━━━ Article
Re: [PATCH] ad_sigma_delta: fix race between IRQ and completion

From: Jonathan Cameron
Date: Sat Dec 31 2022 - 09:15:24 EST


On Sat, 24 Dec 2022 15:31:58 +1300
Daniel Beer <dlbeer@xxxxxxxxx> wrote:

> On Fri, Dec 23, 2022 at 04:16:59PM +0000, Jonathan Cameron wrote:
> > > ad_sigma_delta waits for a conversion which terminates with the firing
> > > of a one-shot IRQ handler. In this handler, the interrupt is disabled
> > > and a completion is set.
> > >
> > > Meanwhile, the thread that initiated the conversion is waiting on the
> > > completion to know when the conversion happened. If this wait times out,
> > > the conversion is aborted and IRQs are disabled. But the IRQ may fire
> > > anyway between the time the completion wait times out and the disabling
> > > of interrupts. If this occurs, we get a double-disabled interrupt.
> >
> > Ouch and good work tracking it down. just to check, did you see this
> > bug happen in the wild or spotted by code inspection?
>
> Hi Jonathan,
>
> Thanks for reviewing. It was by inspection -- I'd originally thought
> about it and fixed in in a similar way in this patch:
>
> https://lore.kernel.org/all/61dd3e0c.1c69fb81.cea15.8d98@xxxxxxxxxxxxx/
>
> But since that's not applied, I thought I'd better put together a
> separate fix for the time being.
>
> > Given that timeout generally indicates hardware failure, I'm not sure
> > how critical this is to fix.
>
> Probably not very critical. I think you'd have to be pretty unlucky to
> encounter it.
>
> > Is this fix sufficient? If the interrupt is being handled on a different
> > CPU to the caller of this function, I think we can still race enough that
> > this fails to fix it up. Might need a spinlock to prevent that.
> >
> > CPU 0 CPU 1
> > ad_sd_data_rdy_trig_poll() ad_sd_wait_and_disable()
> >
> > //wait_for_completion ends
> >
> > Interrupt
> > disable_irq()
> > if (sigma-delta->irq_dis) !true
> > else
> > sigma_delta->irq_dis = true
> >
> > disable_irq_nosync(irq)
> > sigma_delta->irq_dis = true;
> >
> > So we still end up with a doubly disabled irq. Add a spinlock to make the
> > disable and the setting of sigma_delta->irq_dis atomic then it should all be fine.
>
> My understanding is that the suffix-less version of disable_irq would
> wait for all running handlers on other CPUs (i.e.
> ad_sd_data_rdy_trig_poll) to finish before proceeding, which would
> prevent this from happening. Is that not the case?

Ah. I'd missed that - it is indeed documented as waiting for
pending irq handlers so that race doesn't exist.


>
> But now that you mention it, there is another small problem: in the case
> where the conversion doesn't time out, the interrupt handler will call
> complete() and then perform some operations on the struct
> ad_sigma_delta.
>
> This is always ok on a single processor, but if there are multiple CPUs
> there is possibly a brief period where both the interrupt handler and
> the waiting thread are accessing the ad_sigma_delta struct without
> synchronization between them.
>
> Not sure if that's really a problem in practice, but I think an easy way
> to rule it out would just be to move the complete() call to the bottom
> of the handler and make sure it doesn't touch the structure again after
> that.

Hmm. At first glance, you are correct that moving completion later probably
makes sense. There may be some subtleties in that ordering though so I definitely want
some feedback from those more familiar with this driver than I am before
taking this patch or that further change.

Jonathan


>
> Cheers,
> Daniel
>
━━━━━━
━━━ Data lines
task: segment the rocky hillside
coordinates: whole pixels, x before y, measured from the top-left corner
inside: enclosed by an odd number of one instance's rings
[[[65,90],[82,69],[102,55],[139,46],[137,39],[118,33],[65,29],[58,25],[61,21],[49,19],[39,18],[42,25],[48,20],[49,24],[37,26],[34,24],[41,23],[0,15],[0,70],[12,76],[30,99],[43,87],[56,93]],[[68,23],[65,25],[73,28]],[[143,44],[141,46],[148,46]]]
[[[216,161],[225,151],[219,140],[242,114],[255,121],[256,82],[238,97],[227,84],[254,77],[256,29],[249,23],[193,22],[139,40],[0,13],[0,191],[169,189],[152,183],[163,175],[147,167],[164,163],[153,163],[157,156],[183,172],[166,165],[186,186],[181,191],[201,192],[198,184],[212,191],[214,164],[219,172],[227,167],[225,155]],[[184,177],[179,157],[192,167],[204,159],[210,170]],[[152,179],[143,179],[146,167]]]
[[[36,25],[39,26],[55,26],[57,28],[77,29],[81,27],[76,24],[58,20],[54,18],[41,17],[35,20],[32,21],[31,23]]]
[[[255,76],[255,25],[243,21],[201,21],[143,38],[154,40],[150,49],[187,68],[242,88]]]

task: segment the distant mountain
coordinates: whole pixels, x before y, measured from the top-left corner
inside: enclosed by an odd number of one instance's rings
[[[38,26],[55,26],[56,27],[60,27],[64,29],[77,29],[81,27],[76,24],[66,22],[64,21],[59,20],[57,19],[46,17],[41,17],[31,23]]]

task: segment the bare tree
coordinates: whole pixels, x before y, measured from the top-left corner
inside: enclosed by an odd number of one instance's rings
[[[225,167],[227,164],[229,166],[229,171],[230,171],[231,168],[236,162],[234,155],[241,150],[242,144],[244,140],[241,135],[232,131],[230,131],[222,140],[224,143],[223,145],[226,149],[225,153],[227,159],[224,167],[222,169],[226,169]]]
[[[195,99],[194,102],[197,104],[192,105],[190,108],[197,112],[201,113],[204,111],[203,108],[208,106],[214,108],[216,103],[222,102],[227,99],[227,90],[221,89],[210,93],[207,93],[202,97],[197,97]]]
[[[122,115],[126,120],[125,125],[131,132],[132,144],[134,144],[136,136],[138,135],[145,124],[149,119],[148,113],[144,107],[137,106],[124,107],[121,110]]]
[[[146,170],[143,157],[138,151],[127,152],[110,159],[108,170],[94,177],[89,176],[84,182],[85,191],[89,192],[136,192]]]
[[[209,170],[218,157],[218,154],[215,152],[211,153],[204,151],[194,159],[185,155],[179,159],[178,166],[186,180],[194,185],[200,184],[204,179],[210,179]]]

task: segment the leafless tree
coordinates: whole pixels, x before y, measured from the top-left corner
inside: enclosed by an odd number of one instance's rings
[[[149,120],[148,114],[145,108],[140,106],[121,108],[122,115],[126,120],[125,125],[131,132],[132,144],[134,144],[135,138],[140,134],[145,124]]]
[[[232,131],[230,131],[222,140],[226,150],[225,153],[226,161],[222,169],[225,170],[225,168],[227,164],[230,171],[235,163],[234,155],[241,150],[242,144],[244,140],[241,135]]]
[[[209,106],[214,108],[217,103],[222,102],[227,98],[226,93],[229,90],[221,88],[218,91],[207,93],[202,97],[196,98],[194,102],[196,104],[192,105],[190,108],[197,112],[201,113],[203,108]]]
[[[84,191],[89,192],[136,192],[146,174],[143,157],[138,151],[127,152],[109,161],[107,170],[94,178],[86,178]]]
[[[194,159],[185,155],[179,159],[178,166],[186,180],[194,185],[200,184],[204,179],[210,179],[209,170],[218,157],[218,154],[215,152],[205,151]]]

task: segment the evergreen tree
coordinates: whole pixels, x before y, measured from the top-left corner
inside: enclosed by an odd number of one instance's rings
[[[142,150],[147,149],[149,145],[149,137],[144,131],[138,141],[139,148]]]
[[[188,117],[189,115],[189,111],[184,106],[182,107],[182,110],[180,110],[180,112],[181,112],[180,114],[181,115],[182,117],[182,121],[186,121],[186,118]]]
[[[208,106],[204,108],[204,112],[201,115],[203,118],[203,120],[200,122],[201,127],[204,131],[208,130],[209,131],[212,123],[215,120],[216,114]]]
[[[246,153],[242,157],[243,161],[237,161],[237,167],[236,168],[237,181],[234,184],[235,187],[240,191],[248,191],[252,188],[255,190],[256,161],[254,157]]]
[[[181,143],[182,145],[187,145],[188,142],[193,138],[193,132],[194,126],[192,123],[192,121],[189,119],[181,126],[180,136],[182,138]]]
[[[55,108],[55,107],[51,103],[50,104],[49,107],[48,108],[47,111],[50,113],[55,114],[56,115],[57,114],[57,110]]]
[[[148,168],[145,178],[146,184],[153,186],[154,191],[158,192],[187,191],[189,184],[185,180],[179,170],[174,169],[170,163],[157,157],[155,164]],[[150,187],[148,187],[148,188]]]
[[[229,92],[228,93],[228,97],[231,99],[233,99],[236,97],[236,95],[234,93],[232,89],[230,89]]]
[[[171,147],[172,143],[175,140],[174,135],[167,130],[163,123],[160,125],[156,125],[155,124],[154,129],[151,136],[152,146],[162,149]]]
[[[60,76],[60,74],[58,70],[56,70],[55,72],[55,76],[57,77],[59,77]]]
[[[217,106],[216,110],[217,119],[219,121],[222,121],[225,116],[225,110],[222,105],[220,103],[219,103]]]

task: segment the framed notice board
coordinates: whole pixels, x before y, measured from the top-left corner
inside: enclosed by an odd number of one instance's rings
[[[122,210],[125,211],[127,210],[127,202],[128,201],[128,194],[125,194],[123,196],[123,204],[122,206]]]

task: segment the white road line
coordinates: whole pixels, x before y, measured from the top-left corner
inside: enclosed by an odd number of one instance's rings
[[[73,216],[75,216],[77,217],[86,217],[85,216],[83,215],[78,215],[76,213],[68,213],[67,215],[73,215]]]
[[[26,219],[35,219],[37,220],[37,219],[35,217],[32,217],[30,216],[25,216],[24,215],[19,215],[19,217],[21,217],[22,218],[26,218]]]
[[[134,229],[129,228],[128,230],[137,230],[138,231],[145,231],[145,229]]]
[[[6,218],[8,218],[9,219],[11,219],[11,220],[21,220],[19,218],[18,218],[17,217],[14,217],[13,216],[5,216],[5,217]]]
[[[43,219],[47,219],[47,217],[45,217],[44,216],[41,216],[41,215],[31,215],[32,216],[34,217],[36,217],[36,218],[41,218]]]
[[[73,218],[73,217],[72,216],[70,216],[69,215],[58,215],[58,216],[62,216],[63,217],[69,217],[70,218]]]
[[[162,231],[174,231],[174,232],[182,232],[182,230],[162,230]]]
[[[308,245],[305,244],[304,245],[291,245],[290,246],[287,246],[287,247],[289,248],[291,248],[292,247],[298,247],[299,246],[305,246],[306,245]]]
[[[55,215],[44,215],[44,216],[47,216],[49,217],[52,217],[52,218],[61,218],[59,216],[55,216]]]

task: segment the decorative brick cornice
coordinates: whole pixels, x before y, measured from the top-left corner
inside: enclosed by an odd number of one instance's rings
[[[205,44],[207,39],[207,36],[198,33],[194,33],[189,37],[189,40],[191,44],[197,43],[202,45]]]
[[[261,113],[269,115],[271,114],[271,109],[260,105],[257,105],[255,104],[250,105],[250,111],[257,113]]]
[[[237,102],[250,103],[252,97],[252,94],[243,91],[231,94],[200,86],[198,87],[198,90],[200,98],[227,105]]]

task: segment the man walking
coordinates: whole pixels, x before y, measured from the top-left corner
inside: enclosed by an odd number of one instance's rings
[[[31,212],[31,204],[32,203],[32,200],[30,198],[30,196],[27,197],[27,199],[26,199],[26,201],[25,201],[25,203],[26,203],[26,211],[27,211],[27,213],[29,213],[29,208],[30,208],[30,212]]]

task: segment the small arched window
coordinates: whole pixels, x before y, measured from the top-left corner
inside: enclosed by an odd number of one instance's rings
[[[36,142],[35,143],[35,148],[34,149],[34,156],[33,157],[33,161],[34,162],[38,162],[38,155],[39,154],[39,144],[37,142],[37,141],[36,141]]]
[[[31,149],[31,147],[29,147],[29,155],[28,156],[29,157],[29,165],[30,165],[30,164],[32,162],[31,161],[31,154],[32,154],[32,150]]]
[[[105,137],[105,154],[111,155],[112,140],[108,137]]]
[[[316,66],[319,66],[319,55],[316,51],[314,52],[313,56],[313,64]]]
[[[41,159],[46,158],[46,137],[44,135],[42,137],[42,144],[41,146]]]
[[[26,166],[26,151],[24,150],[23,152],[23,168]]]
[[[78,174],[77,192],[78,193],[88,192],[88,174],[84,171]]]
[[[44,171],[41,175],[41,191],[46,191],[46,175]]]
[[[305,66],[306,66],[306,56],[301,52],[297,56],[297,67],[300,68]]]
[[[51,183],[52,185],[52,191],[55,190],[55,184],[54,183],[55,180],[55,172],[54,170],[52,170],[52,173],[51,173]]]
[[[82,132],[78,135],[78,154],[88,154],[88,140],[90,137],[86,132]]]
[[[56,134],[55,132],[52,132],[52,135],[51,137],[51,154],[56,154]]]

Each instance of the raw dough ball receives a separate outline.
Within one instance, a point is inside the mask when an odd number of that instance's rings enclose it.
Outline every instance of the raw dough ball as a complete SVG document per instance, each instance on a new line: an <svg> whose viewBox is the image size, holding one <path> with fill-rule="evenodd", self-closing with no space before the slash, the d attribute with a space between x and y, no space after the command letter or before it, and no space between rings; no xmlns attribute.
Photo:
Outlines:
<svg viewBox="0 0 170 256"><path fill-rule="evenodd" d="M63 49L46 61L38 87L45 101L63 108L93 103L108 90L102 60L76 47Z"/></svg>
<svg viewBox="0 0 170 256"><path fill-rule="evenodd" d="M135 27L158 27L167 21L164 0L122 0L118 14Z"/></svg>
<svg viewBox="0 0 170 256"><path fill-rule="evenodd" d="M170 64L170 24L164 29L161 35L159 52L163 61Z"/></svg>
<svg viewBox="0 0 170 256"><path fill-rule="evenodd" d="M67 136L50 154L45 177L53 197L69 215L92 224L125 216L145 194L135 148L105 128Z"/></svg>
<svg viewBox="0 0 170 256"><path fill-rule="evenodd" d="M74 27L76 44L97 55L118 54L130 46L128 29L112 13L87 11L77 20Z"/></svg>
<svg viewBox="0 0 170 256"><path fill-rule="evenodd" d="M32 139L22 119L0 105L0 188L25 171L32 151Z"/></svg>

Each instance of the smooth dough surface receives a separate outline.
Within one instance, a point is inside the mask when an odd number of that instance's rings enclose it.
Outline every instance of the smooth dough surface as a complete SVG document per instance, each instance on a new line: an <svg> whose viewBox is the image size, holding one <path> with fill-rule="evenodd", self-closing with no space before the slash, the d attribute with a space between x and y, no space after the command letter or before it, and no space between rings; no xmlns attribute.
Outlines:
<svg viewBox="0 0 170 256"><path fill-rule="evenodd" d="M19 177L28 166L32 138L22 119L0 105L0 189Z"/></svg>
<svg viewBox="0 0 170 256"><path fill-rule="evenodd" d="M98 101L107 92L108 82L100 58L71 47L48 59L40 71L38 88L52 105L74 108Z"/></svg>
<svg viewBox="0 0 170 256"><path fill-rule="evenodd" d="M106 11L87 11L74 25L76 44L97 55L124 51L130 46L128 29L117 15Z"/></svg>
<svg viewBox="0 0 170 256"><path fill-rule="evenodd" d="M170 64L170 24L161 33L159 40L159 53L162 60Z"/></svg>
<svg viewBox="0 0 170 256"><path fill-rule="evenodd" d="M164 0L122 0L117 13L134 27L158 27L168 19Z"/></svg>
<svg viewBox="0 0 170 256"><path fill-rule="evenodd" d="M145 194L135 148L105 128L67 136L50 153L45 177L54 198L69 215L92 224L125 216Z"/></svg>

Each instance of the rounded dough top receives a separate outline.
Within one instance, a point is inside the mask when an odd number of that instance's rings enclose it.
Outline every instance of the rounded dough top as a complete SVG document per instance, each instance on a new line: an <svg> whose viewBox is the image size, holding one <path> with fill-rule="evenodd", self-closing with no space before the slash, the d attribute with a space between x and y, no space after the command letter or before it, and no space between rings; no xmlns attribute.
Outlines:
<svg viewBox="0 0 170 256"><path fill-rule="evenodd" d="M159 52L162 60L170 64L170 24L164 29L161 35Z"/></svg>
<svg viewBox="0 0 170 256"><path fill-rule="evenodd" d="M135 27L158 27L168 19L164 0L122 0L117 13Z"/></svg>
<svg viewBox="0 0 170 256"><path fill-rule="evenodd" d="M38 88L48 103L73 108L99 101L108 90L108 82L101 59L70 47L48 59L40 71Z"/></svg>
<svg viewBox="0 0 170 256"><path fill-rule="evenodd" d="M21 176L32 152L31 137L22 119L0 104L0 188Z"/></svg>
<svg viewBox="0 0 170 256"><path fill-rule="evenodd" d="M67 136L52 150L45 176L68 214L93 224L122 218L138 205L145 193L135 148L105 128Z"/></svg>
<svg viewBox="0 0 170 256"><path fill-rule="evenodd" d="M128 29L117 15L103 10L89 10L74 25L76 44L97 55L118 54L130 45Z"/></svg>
━━━━━━
Answer these questions using the thread above.
(a) Was the bug seen in use or found by code inspection?
(b) What does a timeout generally indicate, according to Jonathan Cameron?
(c) What does Daniel Beer say the suffix-less version of disable_irq waits for before proceeding?

(a) It was found by code inspection.
(b) A timeout generally indicates hardware failure.
(c) It waits for all running handlers on other CPUs (such as ad_sd_data_rdy_trig_poll) to finish.